[INPUT RECORDS start]

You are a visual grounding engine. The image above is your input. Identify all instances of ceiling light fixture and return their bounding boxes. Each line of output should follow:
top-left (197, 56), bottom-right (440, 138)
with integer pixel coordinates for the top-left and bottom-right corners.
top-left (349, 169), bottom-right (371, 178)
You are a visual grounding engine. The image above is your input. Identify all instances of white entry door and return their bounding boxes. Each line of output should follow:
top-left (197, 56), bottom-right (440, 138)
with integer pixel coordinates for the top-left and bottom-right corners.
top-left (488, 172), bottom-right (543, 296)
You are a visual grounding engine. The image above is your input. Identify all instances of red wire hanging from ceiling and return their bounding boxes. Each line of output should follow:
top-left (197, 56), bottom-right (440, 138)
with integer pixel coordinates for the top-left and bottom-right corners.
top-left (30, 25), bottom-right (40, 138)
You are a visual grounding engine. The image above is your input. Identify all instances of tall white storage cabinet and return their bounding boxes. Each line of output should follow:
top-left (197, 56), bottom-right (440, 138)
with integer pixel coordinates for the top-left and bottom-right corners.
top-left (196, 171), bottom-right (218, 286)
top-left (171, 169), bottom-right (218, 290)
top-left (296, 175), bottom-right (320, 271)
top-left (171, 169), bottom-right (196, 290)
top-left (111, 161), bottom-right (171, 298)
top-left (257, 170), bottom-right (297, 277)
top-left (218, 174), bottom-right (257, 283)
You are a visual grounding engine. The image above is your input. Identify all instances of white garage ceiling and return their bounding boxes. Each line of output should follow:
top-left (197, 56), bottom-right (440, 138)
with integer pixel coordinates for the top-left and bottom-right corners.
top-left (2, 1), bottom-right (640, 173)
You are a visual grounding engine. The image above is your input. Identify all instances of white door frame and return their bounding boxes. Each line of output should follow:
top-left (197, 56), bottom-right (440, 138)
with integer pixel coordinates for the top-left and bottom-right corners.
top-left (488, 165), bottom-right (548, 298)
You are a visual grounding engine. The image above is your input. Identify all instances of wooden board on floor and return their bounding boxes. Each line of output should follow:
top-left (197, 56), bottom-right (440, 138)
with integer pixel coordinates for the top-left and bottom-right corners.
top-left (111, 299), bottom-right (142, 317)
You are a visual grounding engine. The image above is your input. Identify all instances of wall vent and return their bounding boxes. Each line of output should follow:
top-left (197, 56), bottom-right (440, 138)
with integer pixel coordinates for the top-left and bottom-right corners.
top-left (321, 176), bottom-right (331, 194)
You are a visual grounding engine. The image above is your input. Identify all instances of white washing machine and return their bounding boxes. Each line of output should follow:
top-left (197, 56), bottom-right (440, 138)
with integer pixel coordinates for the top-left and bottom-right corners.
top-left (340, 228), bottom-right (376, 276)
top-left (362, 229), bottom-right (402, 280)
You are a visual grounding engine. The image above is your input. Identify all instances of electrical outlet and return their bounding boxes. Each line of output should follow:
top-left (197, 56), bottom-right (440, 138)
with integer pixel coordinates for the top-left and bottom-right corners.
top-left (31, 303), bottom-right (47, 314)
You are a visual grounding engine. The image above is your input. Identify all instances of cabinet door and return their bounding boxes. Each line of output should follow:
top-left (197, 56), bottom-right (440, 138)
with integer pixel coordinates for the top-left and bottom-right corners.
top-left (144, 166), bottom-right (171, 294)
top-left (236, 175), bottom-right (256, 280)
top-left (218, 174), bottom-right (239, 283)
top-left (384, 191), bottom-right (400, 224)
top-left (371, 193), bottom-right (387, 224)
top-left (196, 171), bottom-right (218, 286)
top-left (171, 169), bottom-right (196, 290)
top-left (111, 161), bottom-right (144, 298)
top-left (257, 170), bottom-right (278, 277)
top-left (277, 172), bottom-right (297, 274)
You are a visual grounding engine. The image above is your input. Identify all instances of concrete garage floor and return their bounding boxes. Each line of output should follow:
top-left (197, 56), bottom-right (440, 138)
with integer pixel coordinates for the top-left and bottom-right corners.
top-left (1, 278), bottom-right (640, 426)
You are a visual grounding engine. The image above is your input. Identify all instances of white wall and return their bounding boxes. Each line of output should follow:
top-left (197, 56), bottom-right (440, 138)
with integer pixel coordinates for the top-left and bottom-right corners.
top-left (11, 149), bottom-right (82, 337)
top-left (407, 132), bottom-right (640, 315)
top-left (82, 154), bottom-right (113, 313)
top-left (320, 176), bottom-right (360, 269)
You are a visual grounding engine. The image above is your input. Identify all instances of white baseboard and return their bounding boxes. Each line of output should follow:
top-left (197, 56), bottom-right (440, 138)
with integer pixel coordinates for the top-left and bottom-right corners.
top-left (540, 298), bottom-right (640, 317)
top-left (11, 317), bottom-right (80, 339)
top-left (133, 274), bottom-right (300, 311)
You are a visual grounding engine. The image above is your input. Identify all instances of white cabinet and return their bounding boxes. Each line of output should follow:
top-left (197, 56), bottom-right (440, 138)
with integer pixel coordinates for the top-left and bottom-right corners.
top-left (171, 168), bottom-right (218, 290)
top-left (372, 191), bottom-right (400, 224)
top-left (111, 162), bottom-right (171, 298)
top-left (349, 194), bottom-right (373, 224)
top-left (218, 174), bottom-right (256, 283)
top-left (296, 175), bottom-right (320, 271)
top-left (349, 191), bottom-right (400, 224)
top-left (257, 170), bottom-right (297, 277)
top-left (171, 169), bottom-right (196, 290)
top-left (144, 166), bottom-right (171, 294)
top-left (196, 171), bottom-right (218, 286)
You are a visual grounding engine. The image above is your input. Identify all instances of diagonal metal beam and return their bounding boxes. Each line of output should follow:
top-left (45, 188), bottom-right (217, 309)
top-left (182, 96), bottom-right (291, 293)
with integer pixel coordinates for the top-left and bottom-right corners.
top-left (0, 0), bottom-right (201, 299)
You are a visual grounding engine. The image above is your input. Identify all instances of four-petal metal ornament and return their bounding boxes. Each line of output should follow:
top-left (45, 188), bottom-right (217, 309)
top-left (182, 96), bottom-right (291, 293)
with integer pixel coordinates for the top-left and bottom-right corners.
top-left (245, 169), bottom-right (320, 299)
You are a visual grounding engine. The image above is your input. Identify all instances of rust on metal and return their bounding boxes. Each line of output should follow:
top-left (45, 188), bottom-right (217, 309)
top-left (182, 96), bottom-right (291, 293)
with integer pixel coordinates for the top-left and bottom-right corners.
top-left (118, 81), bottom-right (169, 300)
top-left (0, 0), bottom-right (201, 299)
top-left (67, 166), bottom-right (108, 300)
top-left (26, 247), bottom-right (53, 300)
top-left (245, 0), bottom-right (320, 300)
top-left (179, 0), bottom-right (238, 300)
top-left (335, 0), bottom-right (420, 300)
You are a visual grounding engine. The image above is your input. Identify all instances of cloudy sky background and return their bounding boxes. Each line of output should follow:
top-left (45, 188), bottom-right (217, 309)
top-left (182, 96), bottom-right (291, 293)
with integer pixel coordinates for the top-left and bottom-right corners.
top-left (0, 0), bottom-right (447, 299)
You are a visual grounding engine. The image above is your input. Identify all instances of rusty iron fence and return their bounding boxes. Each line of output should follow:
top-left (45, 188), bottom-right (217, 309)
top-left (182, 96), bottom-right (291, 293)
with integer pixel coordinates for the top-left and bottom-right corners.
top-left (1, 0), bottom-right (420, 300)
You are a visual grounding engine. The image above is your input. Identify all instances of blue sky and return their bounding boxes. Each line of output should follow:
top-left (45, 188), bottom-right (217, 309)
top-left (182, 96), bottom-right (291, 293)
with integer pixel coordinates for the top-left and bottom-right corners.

[INPUT RECORDS end]

INSTRUCTION
From the material above, output the lines that run from the one containing "of white garage" through the one containing "top-left (2, 1), bottom-right (640, 173)", both included, as a JSON list of strings with one string per line. Leave out any blank lines.

CORRECT RESPONSE
[
  "You are a visual grounding engine. The image above is your input. Identify all instances of white garage ceiling and return their bounding boxes. Each line of output should follow:",
  "top-left (197, 56), bottom-right (440, 138)",
  "with integer pixel coordinates for the top-left and bottom-right corners.",
  "top-left (2, 1), bottom-right (640, 173)"
]